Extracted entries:
============================================================
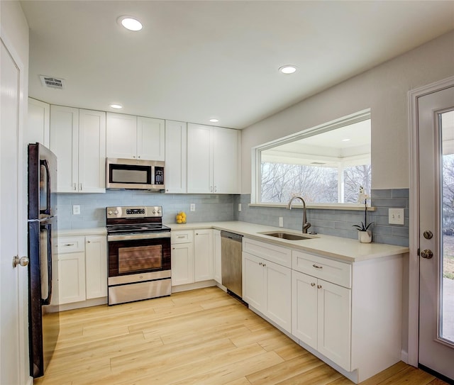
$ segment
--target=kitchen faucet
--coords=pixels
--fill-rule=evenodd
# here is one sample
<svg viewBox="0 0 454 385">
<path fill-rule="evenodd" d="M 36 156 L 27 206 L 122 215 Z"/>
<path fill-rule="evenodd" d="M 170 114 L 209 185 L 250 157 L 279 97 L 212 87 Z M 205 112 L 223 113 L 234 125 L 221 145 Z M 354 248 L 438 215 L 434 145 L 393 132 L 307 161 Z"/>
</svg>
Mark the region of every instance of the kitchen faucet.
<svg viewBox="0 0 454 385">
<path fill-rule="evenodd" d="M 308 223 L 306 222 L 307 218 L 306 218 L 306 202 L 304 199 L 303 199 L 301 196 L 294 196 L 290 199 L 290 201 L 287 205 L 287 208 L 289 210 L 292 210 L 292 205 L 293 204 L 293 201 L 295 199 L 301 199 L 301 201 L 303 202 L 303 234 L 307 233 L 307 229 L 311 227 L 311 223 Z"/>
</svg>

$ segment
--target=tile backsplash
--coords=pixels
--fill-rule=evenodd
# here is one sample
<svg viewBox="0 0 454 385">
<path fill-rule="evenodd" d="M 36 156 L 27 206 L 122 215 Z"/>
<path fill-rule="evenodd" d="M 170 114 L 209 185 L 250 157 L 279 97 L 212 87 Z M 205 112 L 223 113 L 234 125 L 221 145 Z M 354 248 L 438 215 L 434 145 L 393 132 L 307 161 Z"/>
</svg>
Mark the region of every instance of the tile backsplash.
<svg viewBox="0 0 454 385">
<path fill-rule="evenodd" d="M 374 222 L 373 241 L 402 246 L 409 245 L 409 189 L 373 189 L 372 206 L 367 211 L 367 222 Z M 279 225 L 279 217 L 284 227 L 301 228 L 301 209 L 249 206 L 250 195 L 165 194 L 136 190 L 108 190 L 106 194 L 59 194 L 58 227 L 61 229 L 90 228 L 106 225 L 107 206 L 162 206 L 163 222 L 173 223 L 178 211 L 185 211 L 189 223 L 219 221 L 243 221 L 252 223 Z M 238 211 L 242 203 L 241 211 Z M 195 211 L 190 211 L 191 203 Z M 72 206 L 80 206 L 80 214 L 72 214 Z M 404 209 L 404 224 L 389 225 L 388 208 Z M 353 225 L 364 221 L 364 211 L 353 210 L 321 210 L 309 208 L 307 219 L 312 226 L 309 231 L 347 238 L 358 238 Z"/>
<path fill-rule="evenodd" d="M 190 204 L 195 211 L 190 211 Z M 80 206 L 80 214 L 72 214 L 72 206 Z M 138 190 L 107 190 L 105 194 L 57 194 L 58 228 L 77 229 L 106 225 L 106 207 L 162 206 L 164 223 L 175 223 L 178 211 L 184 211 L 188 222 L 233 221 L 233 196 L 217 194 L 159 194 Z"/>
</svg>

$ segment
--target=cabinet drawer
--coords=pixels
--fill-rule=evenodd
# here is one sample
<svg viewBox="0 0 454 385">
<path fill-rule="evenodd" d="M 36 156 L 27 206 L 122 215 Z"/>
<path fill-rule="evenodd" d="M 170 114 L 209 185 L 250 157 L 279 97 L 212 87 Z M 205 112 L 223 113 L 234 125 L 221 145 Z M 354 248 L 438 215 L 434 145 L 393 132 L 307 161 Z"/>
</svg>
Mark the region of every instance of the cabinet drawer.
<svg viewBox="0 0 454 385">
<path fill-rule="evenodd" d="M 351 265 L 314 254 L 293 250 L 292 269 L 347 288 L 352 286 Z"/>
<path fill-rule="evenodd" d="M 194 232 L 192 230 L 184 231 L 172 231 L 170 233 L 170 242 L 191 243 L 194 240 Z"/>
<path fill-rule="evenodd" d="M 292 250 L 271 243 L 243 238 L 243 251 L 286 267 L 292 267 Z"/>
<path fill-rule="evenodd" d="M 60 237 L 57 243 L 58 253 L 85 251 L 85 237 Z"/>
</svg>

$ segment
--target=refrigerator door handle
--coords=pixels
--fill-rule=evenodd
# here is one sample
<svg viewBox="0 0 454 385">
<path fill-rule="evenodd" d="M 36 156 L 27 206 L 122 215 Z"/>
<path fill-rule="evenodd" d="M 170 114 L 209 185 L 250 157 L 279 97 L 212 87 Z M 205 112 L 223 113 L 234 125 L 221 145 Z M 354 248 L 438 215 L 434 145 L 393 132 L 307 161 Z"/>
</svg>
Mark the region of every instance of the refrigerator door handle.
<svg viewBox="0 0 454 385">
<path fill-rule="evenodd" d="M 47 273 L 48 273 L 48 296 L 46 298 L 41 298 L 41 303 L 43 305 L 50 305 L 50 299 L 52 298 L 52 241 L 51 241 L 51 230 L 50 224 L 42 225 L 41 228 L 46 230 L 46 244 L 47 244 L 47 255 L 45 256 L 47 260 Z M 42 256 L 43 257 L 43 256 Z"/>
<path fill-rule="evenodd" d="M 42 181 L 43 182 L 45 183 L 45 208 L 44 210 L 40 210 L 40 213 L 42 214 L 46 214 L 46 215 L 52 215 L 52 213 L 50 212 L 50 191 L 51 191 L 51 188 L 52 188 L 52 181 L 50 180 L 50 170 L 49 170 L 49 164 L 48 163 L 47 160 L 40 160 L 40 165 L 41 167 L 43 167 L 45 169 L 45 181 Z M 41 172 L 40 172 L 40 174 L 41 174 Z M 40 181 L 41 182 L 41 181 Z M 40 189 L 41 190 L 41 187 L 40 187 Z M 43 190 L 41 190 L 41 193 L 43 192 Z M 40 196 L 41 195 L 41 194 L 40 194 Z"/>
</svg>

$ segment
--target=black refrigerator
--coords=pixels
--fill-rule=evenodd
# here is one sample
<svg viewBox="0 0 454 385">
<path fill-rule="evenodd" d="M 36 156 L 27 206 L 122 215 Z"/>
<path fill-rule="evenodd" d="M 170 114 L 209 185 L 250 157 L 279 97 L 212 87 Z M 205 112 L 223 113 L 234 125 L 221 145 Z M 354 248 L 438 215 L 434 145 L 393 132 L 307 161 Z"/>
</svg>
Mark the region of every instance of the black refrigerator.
============================================================
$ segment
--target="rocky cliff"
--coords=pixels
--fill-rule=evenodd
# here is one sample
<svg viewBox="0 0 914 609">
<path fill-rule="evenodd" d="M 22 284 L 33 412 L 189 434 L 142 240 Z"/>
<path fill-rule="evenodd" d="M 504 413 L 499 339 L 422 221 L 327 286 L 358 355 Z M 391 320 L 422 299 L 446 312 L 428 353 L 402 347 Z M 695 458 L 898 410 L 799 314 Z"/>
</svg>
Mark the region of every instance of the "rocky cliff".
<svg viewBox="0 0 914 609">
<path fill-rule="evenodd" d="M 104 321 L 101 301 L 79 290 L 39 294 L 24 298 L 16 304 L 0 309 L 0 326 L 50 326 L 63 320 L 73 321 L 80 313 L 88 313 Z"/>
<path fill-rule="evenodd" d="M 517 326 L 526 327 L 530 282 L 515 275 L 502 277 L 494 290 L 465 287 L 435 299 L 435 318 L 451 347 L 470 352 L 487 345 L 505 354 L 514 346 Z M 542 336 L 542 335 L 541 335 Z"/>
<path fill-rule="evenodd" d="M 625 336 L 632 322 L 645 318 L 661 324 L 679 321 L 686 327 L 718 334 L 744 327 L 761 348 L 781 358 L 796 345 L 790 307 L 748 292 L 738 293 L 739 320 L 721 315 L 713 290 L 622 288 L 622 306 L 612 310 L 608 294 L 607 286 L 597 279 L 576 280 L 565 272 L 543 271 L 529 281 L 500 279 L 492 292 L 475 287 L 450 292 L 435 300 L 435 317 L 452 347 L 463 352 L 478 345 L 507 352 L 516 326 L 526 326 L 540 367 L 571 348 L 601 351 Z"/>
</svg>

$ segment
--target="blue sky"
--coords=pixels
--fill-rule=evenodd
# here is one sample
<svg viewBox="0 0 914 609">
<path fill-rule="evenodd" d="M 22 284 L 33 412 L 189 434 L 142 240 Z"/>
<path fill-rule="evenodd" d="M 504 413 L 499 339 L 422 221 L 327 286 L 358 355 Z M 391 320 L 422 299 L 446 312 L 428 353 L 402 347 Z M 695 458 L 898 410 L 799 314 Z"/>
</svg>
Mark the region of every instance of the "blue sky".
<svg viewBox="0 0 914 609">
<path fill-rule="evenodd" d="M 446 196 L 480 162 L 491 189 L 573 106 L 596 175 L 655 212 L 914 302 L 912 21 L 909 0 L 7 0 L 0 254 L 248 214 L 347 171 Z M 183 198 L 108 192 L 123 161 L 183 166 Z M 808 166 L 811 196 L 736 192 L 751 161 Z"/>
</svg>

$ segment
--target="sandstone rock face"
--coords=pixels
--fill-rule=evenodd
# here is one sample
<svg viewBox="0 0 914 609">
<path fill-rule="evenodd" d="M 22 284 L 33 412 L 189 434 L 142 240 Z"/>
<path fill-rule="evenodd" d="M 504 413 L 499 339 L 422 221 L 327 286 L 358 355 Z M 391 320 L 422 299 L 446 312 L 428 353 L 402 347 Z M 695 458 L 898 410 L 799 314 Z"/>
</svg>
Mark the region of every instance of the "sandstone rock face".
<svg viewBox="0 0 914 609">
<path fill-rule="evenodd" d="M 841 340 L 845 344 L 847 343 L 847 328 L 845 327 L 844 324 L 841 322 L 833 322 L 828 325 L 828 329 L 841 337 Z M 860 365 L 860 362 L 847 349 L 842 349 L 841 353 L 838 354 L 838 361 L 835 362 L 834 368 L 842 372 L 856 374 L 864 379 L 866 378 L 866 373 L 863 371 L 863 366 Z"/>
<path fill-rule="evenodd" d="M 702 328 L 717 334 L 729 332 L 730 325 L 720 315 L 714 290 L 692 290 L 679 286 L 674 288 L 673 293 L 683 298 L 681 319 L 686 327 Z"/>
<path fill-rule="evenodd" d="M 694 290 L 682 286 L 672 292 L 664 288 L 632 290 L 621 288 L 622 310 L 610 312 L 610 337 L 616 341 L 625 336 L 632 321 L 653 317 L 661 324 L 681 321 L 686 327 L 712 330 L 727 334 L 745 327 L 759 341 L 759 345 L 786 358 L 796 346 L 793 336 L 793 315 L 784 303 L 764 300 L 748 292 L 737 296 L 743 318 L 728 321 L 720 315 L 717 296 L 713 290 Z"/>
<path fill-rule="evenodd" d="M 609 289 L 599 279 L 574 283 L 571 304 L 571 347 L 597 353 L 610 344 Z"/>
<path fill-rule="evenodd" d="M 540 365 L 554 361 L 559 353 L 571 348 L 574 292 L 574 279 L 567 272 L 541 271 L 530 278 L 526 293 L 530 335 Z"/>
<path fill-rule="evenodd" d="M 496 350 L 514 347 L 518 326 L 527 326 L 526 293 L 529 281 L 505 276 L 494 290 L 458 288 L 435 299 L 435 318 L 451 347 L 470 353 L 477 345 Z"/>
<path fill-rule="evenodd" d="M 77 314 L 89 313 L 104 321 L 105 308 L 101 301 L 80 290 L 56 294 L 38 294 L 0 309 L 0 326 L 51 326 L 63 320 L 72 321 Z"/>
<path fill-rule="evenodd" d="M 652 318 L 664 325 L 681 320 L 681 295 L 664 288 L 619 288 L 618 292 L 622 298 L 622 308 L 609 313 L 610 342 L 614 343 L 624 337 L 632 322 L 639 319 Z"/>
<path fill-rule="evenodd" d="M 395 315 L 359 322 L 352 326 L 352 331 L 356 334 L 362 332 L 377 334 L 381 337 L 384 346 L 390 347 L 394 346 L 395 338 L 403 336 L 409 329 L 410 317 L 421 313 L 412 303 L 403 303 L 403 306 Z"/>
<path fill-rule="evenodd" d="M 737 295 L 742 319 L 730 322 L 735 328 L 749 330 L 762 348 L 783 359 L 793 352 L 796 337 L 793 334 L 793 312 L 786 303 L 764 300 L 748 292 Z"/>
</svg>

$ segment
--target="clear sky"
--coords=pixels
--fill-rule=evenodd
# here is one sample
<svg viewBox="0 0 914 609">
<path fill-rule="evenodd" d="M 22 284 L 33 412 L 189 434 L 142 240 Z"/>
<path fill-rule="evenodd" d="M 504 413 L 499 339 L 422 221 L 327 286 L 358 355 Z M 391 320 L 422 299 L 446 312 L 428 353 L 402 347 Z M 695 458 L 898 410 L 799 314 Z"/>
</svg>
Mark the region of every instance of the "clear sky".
============================================================
WHAT NEEDS TO BE DONE: Return each line of the entries above that contains the string "handle", treating uppercase and lowercase as different.

RESPONSE TO THE EXERCISE:
--target=refrigerator door handle
Mark the region of every instance of the refrigerator door handle.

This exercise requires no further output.